** start Reading passage **

Not exactly, it seems.

Actually, there were workers on the beach. Not, perhaps, the 'right' sort for news coverage: "...if the U.S. TV news crews had returned just three days after their original visit, they would have seen that the black morass had already been removed by some of the 20,000 clean-up workers hired by BP...."

There was more going on in the Gulf than that clean-up crew, though.

Remember, there are huge reservoirs of petroleum under the Gulf of Mexico. Even without drilling, sometimes they leak.

When something that's not necessarily good for organisms is around now and again, organisms tend to adapt.

"...a respected Time magazine environmental writer voiced the near-heretical proposition: that the effects of the Deepwater Horizon disaster on April 20 had been massively hyped.

"His article was largely based on the opinions of Professor Ivan van Heerden, a brilliant but controversial marine scientist fired by Louisiana State University after publishing a book about Hurricane Katrina that said cataclysmic flooding was inevitable because the protection given to the coast was wholly inadequate.

** end Reading passage **
** start Raw records **

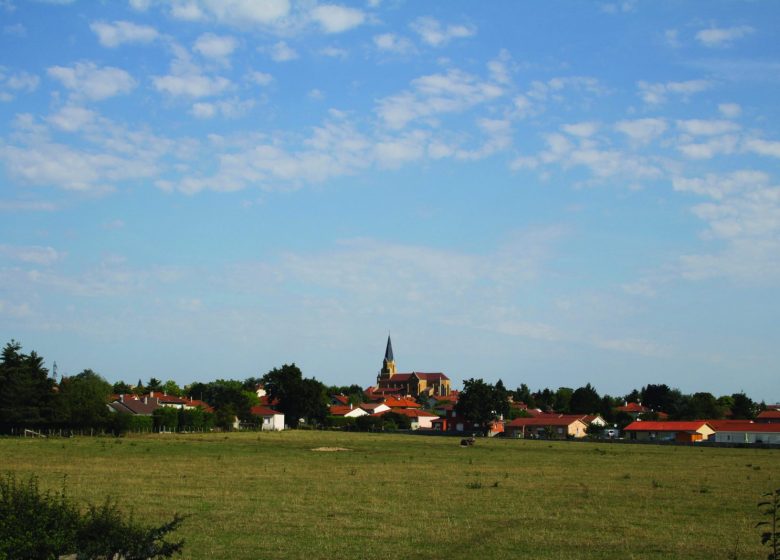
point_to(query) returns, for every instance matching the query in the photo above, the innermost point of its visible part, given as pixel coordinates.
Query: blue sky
(548, 192)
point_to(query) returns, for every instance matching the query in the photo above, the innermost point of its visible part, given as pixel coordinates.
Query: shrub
(46, 525)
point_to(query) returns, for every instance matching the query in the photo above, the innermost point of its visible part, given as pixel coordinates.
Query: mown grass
(268, 495)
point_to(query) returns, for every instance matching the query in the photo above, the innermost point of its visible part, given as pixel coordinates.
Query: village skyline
(545, 193)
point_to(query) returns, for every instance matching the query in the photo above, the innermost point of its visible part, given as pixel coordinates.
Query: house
(451, 422)
(634, 410)
(547, 426)
(131, 404)
(373, 408)
(745, 431)
(347, 411)
(768, 416)
(419, 419)
(270, 419)
(681, 431)
(415, 383)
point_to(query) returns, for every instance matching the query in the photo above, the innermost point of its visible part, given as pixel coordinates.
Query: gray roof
(389, 351)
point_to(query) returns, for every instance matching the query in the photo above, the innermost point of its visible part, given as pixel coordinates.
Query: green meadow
(279, 495)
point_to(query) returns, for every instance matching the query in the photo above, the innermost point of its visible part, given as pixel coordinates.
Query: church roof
(389, 351)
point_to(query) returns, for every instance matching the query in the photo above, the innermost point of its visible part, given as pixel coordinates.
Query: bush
(45, 525)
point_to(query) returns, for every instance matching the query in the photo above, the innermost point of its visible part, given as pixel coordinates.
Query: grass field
(269, 495)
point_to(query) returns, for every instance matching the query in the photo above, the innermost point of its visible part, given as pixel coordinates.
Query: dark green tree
(298, 397)
(743, 407)
(82, 400)
(585, 400)
(121, 388)
(26, 390)
(563, 400)
(478, 402)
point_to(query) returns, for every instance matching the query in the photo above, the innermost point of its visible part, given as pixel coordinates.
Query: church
(416, 383)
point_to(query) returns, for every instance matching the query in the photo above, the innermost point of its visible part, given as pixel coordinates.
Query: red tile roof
(651, 426)
(633, 407)
(262, 411)
(743, 426)
(546, 420)
(397, 402)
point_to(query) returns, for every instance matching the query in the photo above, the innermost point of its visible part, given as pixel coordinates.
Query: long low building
(682, 431)
(748, 432)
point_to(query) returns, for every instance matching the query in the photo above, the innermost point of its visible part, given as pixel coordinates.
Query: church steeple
(389, 350)
(388, 364)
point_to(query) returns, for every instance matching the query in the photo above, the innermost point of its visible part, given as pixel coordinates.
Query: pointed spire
(389, 350)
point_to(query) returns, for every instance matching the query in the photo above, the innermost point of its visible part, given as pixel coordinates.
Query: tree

** end Raw records **

* **Task set**:
(a) In the Gulf oil spill passage, which university fired Professor Ivan van Heerden?
(b) Resume the Gulf oil spill passage from the point where it ends.
The entries are material separate from the Gulf oil spill passage.

* **Answers by task**:
(a) Louisiana State University

(b)
"He said: 'There is just no data to suggest this is an environmental disaster - although BP lied about the size of the oil spill, we're not seeing catastrophic impacts.'

"Also recovering: Marsh grasses, with new growth, are seen along the Louisiana coastline

"Emboldened by the academic's willingness to go against the accepted wisdom, other leading scientists have concurred, with similar views being expressed in influential U.S. newspapers such as the New York Times and Washington Post...."

There's quite a bit more to the article, but I'll indulge in just one more excerpt. The setup for this is that plants grow along the Gulf of Mexico. A sort of byproduct of this growth is:

"...a thick, dark-brown plant sediment known as ‘coffee ground’ for its resemblance to the dregs left at the bottom of the cup."

"...Even from a few feet away, this sediment can be very easily mistaken for oil, and often when passing boats or aircraft report spotting oil on the shore, this is what they have really seen.

"This is one reason why the extent of the coastal oiling has been exaggerated. Indeed, Grenon, a veteran of 25 spills, says he is constantly amazed at how little pollution he finds.

"He says: 'I know it sounds ridiculous, but it's probably the largest spill there has ever been and yet there's hardly any oil.

" 'The ecosystem around here is also used to oil. It's been here forever, and there are more than 4,000 oil wells in the Gulf.

" 'So there are spills and natural seepage all the time, and the fish and plants adapt to deal with them. I'm confident the area will make a full recovery.'..."

Well, I wouldn't say that the ecosystem has been there "forever." Earth is only about four and a half billion years old, and that particular patch of real estate has changed quite a bit in the roughly 65,000,000 years since an asteroid knocked a hole in what's now the Yucatan Peninsula.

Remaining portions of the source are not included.